**DOCUMENT SEGMENT**
Start

We often do not believe how broken things are, before we experience them ourselves. So was the case of the Labor market for (AI roles). You might be puzzled, because what more hot industry than Artificial Intelligence can you image to look for job?! Well that was my piece of mind as well, until I was subjected to 400+ job processes over the course of 6 months,
that many are bizarre to say the least. And they are completely orthogonal to your skills or weak points. They are simply HR habits and processes born before AI era and now got completely out of sync with reality.
As I didn’t want to drop these things just into well-of-disbelief for myself, I decided to release it as Wicked Hiring Advent Calendar. You can read day after day, where (AI/Tech) hiring stands now. And how not to depress yourself further, because most likely, what you go through is not your fault. And just for the record, over the 6M I describe here, I came across (turned down) and finally accepted suitable job. But the noise to signal ration is disgustingly terrible. Hiring industry is really ripe for major disruption. Read on why
(too speed up reading, sequels of this series are ordered in descending order)
PART | 6 | How it feels to REJECT GOOD JOB OFFER
Choosing right hobby, flat, life partner or new job is difficult. Not only because you need to find a good match for you, but also because you need to turn down good (yet not optimal) offer. But there is mathematical proof for optimal decision making preventing regrettably poor choice. Let me walk you through it:
Issue with us picking partners, houses or job is that set of potential options is too big to even get to know all theoretical options. Not every role is free when you are, same as not every house is on sale when you are on look-out for yours. As a result, we can assess only options that presented themselves (or we got to learn about hiddenly). But no one can meet all people of planet to choose life partner or to see all houses or employers in town. So how to pick best if you even don’t know if there are maybe better options?
Believe it or not there is algorithm designed for that bears mathematical proof of optimal choice. In expert literature this is named “Optimal Stopping criteria” but in regular population this is labeled “Secretary Choice Algorithm” (stemming from hiring for role of office secretary). You can read on this in book “Algorithms To Live By” (which I reviewed here).This optimal algorithm divides process into Scanning and Closing parts. But before you start you need to state yourself how many options do you have time (or other resources) to see at most. For example, if you unemployment benefits last 6M then you probably can only look for those 6M (of course, you can choose to invest some of your saving to go beyond whatever you are entitled to from social support or severance package.) Rather than time, you are better off counting pieces of job interviews you are willing to take, but that’s nuance.

End

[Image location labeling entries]
Start

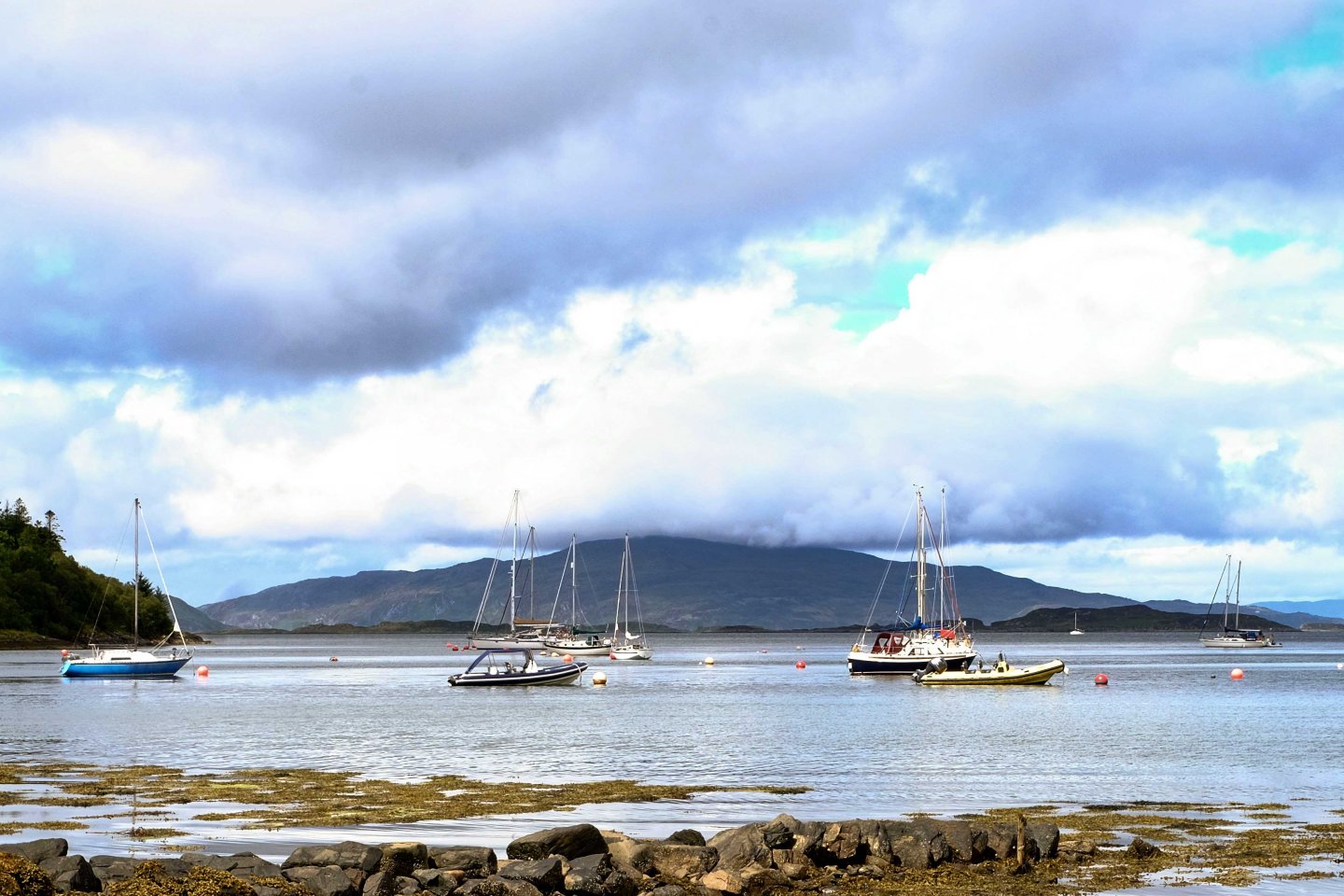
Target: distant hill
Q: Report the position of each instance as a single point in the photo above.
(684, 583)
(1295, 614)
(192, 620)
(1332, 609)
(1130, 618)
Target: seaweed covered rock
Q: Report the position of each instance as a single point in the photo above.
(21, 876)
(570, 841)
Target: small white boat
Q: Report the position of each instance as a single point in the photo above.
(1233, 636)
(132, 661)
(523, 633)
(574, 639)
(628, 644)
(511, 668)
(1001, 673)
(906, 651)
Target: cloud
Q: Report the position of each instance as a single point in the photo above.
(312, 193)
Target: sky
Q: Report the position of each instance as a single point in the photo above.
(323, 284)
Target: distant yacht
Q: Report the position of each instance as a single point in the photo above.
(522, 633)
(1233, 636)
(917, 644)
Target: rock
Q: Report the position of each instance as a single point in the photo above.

End

**EXERCISE**
From the post on AI hiring, copy everything from "As I didn’t" down to "in descending order)", word for word.

**RESULT**
As I didn’t want to drop these things just into well-of-disbelief for myself, I decided to release it as Wicked Hiring Advent Calendar. You can read day after day, where (AI/Tech) hiring stands now. And how not to depress yourself further, because most likely, what you go through is not your fault. And just for the record, over the 6M I describe here, I came across (turned down) and finally accepted suitable job. But the noise to signal ration is disgustingly terrible. Hiring industry is really ripe for major disruption. Read on why
(too speed up reading, sequels of this series are ordered in descending order)